## Short exercise
Convert the data from the line containing "wheel. Write the coordinates, one line per instance." through the end into a JSON list of strings, one string per line, with blank lines and pictures left out.
═══
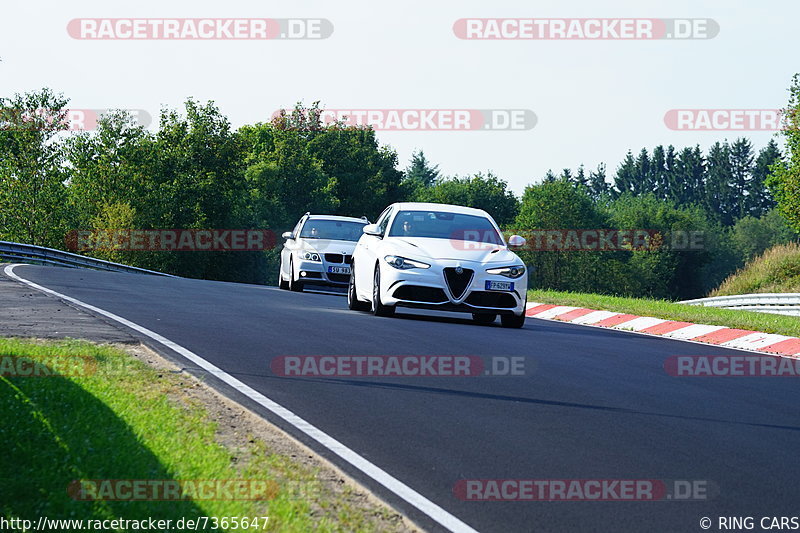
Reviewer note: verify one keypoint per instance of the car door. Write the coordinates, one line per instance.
(366, 254)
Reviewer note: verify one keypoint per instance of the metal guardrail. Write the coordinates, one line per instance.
(27, 253)
(781, 304)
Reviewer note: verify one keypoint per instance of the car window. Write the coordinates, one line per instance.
(296, 230)
(444, 225)
(340, 230)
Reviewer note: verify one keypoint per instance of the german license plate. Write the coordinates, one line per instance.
(339, 270)
(499, 285)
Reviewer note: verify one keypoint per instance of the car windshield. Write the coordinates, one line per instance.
(444, 225)
(339, 230)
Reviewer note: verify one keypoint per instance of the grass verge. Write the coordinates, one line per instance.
(768, 323)
(126, 420)
(776, 270)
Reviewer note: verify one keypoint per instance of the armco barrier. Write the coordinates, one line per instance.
(782, 304)
(27, 253)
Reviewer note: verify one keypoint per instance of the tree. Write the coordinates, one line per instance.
(784, 180)
(32, 189)
(686, 181)
(719, 176)
(597, 185)
(421, 171)
(741, 163)
(561, 205)
(626, 177)
(759, 200)
(753, 236)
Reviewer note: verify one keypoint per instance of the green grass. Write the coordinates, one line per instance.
(130, 421)
(769, 323)
(776, 270)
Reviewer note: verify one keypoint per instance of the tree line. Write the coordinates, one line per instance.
(195, 172)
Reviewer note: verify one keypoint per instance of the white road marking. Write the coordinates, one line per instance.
(555, 311)
(399, 488)
(594, 317)
(693, 331)
(755, 341)
(640, 323)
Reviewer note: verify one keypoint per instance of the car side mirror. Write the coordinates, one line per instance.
(515, 241)
(372, 229)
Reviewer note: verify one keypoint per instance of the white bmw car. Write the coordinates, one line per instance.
(318, 251)
(438, 256)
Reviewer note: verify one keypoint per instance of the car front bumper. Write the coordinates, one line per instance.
(429, 289)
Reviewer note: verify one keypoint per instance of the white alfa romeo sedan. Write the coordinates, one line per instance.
(438, 256)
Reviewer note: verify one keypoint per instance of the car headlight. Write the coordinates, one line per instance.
(404, 263)
(308, 256)
(512, 272)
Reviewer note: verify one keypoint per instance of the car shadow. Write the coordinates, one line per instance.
(55, 433)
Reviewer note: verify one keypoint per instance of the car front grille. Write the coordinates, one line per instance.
(457, 283)
(416, 293)
(492, 299)
(338, 258)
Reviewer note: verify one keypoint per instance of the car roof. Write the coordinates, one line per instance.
(447, 208)
(337, 217)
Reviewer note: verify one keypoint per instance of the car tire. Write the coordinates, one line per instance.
(512, 321)
(294, 285)
(353, 303)
(378, 309)
(482, 318)
(282, 283)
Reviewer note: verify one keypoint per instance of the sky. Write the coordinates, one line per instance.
(593, 99)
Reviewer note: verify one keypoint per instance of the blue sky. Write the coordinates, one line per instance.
(594, 99)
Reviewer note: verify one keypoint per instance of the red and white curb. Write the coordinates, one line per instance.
(740, 339)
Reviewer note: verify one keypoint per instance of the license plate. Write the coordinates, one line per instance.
(499, 285)
(338, 270)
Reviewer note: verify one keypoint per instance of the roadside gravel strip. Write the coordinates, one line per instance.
(740, 339)
(28, 313)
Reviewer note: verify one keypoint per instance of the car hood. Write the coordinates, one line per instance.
(456, 250)
(328, 246)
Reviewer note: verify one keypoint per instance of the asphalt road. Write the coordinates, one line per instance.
(594, 404)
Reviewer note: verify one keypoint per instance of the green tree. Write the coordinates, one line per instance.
(421, 171)
(784, 182)
(759, 200)
(753, 236)
(597, 185)
(32, 190)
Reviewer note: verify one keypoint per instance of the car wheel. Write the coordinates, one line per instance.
(378, 309)
(482, 318)
(295, 286)
(282, 283)
(353, 303)
(512, 321)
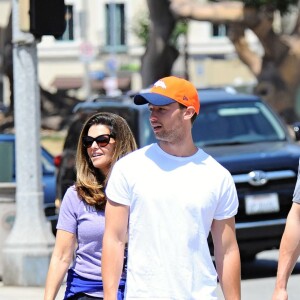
═══
## Complete answer
[
  "Reviewer note: verify one keypoint per instance of the car wheel. Write the coordinates, one line per instance.",
  "(378, 309)",
  "(482, 318)",
  "(295, 286)",
  "(282, 283)",
  "(353, 303)",
  "(512, 321)"
]